─── DATA ROWS ───

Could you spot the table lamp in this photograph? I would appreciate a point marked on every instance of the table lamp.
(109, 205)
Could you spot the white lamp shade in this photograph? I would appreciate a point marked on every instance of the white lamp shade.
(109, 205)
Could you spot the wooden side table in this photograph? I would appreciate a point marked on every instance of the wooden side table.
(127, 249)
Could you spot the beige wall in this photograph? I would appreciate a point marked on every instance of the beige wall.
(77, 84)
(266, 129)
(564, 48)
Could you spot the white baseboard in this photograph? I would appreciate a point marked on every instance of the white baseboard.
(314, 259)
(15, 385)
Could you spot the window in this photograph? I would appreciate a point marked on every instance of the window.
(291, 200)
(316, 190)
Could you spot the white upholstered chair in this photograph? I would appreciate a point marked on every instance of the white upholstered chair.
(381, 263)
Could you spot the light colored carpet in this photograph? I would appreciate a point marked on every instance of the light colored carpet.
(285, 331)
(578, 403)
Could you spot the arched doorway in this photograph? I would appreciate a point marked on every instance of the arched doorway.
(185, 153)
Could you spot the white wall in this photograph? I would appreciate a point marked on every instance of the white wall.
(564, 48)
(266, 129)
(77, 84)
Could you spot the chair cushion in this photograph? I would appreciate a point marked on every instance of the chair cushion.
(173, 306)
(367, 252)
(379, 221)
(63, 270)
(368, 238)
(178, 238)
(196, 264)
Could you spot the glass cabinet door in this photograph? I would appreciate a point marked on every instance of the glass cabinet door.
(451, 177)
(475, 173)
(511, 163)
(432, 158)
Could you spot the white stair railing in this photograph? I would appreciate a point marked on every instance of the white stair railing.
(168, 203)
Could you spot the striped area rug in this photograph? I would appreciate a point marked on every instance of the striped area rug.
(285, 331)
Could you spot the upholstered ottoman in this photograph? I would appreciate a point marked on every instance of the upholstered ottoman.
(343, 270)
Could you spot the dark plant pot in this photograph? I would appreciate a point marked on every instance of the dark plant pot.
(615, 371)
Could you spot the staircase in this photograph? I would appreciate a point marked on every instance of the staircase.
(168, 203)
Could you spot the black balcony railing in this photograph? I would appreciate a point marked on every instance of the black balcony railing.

───

TASK TO COMPLETE: Lay out everything from the line containing "Could you spot the white wall" down to the end of the items, that line and the last one included, as a JSON list of strings with one string per line. Leave out any blank lines.

EXERCISE OUTPUT:
[
  "Could you spot the white wall in this photograph? I would appreciate a point marked on every instance of the white wall.",
  "(564, 48)",
  "(266, 129)",
  "(77, 84)",
  "Could you spot the chair cushion in this photograph? I would appreciate a point marked on every instance of the chair cushion.",
  "(173, 306)",
  "(367, 252)",
  "(379, 221)",
  "(63, 270)",
  "(368, 238)",
  "(178, 238)",
  "(196, 264)",
  "Could you spot the glass cabinet door in this photograph? I would appreciate a point marked on every instance of the glass cabinet door.",
  "(451, 177)",
  "(475, 173)",
  "(511, 163)",
  "(432, 158)",
  "Could you spot the white stair railing in this photograph? I would appreciate a point marked on every instance of the white stair railing.",
  "(168, 203)",
  "Could you spot the striped area rug in this photograph? I would appreciate a point marked on every instance of the striped area rug.",
  "(285, 331)",
  "Could you spot the upholstered ottoman in this photograph? I would appreciate a point marked on every instance of the upholstered ottoman.",
  "(343, 270)",
  "Could you spot the dark plant pot in this photograph? I would appreciate a point marked on every instance of the dark plant pot.",
  "(615, 371)",
  "Could you spot the staircase in this photograph? I would appreciate a point marked on every instance of the staircase.",
  "(168, 203)",
  "Could you spot the black balcony railing in this photograph? I would appreciate a point marked on every instance of the black balcony railing."
]